Set task
Answer these questions about the book review.
1. Which publisher issued the book, and in what year?
2. Where did the reviewer cross paths with Andre Henry?
3. According to the quoted passage, what was the reason the crime was undertaken?
───── Page text ─────
Super chill book review part 1: All the White Friends I Couldn’t Keep (Andre Henry)


I was fortunate to cross paths with Andre Henry while studying at Fuller, and I have a great deal of respect for him as a musician, writer, and human. So my expectations for his first book, All the White Friends I Couldn’t Keep: Hope–and Hard Pills to Swallow–About Fighting for Black Lives (Convergent 2022), were pretty high.

All the White Friends I Couldn’t Keep did not disappoint. I knew Andre was brilliant, but it’s a whole other thing to see that brilliance laid out so eloquently, bravely, and compellingly on the pages of a whole book. I’m thankful for the labor of love this book must have been.

There are a few quotes and thoughts I’d like to share. It got kind of long, though, so we’re going to take it in two parts. Here’s the first! 

1) “Contrary to what people love to say about racial violence—that it springs from ignorance or blind hatred—the Maafa wasn’t, and isn’t, senseless. The crime was undertaken for a reason: profit. Over and over again, in their writings about the slave trade, white men spoke of how they must use the sweat and suffering of enslaved Africans to build their banks and textile industries, their ships and plantation homes, and to produce whatever else they ‘needed’ to buy or sell: their coffee, tea, sugar, rum, cotton, indigo. It was just business” (p. 20).

As Andre writes, racism doesn’t just exist in a vacuum. It doesn’t just exist because white people are randomly ignorant or hateful in random ways and for no particular reason.

Rather, it’s closely connected with a brutal, unchecked sort of capitalism, where profit is all that matters, and the people making ruthless decisions to pursue the greatest possible profit at any cost (to human life, the earth, etc.) keep themselves at many arms’ length from the consequences of these decisions.

I think about how greed and love of money are sins that Jesus has so much to say about but churches often don’t. In many churches the wealthiest people are the most respected, assumed to be the best leaders and the best influences on young people. But that wealth has often come at a cost. And the cost is often inflicted most brutally on people of color and materially poor people whose lives are considered expendable, an unfortunately necessary sacrifice. 

More and more churches and other organizations are opening up to conversations about race and racism, at least in some form. But we can’t have these conversations fully and honestly without also talking about capitalism, greed, money, and the (human) sacrifices powerful people are willing to make to increase their profits and amass grain in their storehouses.
───── Listed records ─────
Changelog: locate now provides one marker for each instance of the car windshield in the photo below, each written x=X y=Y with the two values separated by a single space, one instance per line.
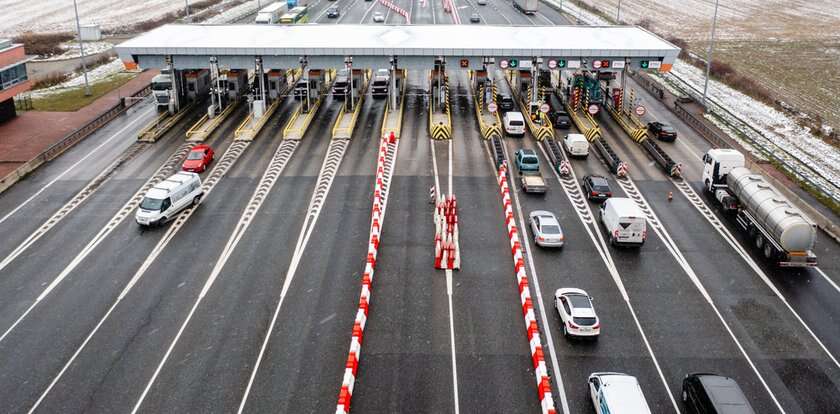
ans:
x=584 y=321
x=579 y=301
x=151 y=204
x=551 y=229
─────
───── Listed records ─────
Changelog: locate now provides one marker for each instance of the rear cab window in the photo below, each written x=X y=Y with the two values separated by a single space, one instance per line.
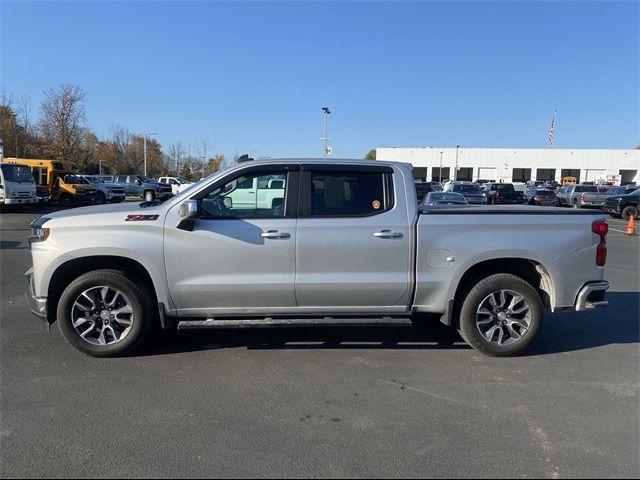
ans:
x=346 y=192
─────
Task answer
1. Convergent, 2022
2. At Fuller
3. Profit